Dataset records:
= Beginning of Section =
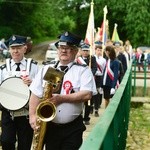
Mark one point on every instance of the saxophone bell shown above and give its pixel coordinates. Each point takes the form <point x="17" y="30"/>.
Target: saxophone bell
<point x="46" y="111"/>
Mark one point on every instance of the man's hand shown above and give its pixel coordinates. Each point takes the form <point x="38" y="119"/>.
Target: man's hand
<point x="112" y="91"/>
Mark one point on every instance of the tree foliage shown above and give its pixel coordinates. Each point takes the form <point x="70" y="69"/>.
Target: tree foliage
<point x="47" y="18"/>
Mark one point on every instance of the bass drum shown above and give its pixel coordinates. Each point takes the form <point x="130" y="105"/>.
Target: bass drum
<point x="14" y="94"/>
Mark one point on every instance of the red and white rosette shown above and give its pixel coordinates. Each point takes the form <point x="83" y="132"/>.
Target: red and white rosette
<point x="67" y="87"/>
<point x="24" y="74"/>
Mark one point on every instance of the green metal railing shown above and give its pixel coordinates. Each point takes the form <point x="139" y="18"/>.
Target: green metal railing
<point x="138" y="75"/>
<point x="110" y="132"/>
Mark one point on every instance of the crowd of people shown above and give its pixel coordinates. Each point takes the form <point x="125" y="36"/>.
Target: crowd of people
<point x="87" y="80"/>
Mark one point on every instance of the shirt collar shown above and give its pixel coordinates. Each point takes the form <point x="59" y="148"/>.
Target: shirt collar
<point x="23" y="62"/>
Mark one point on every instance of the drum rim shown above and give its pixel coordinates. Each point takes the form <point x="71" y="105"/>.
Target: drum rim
<point x="28" y="95"/>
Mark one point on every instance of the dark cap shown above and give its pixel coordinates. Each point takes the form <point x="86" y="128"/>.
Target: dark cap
<point x="17" y="40"/>
<point x="85" y="47"/>
<point x="68" y="38"/>
<point x="98" y="43"/>
<point x="117" y="43"/>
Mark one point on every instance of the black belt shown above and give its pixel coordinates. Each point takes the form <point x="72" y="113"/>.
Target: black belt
<point x="66" y="124"/>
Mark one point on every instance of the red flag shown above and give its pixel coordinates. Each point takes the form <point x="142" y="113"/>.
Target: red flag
<point x="89" y="38"/>
<point x="115" y="36"/>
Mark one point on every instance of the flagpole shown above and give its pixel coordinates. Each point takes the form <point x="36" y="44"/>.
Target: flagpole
<point x="104" y="27"/>
<point x="115" y="36"/>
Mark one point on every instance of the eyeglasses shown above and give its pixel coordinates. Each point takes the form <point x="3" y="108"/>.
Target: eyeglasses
<point x="66" y="48"/>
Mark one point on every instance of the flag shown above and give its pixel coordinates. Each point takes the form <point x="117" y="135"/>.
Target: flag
<point x="115" y="36"/>
<point x="89" y="38"/>
<point x="102" y="32"/>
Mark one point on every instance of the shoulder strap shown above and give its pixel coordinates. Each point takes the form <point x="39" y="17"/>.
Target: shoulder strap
<point x="8" y="66"/>
<point x="28" y="66"/>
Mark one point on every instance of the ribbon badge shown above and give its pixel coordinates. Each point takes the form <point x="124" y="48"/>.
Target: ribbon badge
<point x="67" y="87"/>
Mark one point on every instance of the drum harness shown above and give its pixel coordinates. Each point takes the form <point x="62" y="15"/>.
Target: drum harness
<point x="23" y="111"/>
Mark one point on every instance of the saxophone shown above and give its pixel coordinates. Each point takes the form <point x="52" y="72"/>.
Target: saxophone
<point x="46" y="111"/>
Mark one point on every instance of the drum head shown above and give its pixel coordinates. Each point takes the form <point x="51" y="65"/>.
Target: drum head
<point x="14" y="94"/>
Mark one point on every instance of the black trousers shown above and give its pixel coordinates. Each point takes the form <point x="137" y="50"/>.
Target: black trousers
<point x="19" y="129"/>
<point x="87" y="109"/>
<point x="64" y="137"/>
<point x="97" y="101"/>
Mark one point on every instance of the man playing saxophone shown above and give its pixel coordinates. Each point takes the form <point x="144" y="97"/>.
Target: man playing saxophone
<point x="65" y="131"/>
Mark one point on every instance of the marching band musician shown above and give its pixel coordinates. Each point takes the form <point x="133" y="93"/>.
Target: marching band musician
<point x="101" y="64"/>
<point x="85" y="58"/>
<point x="66" y="129"/>
<point x="111" y="74"/>
<point x="15" y="124"/>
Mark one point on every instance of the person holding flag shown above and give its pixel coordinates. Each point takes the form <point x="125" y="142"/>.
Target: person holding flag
<point x="110" y="77"/>
<point x="89" y="60"/>
<point x="101" y="64"/>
= End of Section =
Beginning at the line with "Target: flagpole" and ending at the line with "Mark one point on every instance of the black trousers", reproduce each line of the data above exactly, and add no other lines.

### Exercise response
Target: flagpole
<point x="104" y="27"/>
<point x="115" y="36"/>
Mark one point on every instance of the eyeglasses shown above and give its pixel coordinates. Each point takes the form <point x="3" y="108"/>.
Target: eyeglasses
<point x="66" y="48"/>
Mark one point on every instance of the flag shown above and give its pixel coordinates. Each point takes the form <point x="117" y="135"/>.
Target: flag
<point x="115" y="36"/>
<point x="89" y="38"/>
<point x="102" y="32"/>
Mark one point on every instance of the shoulder strap shown above and give its pixel coordinates. Each point takes the form <point x="39" y="17"/>.
Target: shoulder strap
<point x="8" y="66"/>
<point x="28" y="66"/>
Mark one point on every instance of the ribbon badge shown above and give its pixel coordinates. Each point takes the form <point x="124" y="48"/>.
Target: ribbon badge
<point x="67" y="87"/>
Mark one point on every instance of the drum harness shown above and give its pixel coordinates. Each point takes the form <point x="62" y="15"/>.
Target: drum harness
<point x="23" y="111"/>
Mark one point on every instance of the saxophone shown above and give its pixel coordinates. Each point takes the form <point x="52" y="72"/>.
Target: saxophone
<point x="46" y="111"/>
Mark one point on every instance of the drum head shown above and give its pixel coordinates. Each point takes the form <point x="51" y="65"/>.
Target: drum head
<point x="14" y="94"/>
Mark one point on every instance of the black trousers shown above and give its pixel coordinates. Each point takes the form <point x="137" y="50"/>.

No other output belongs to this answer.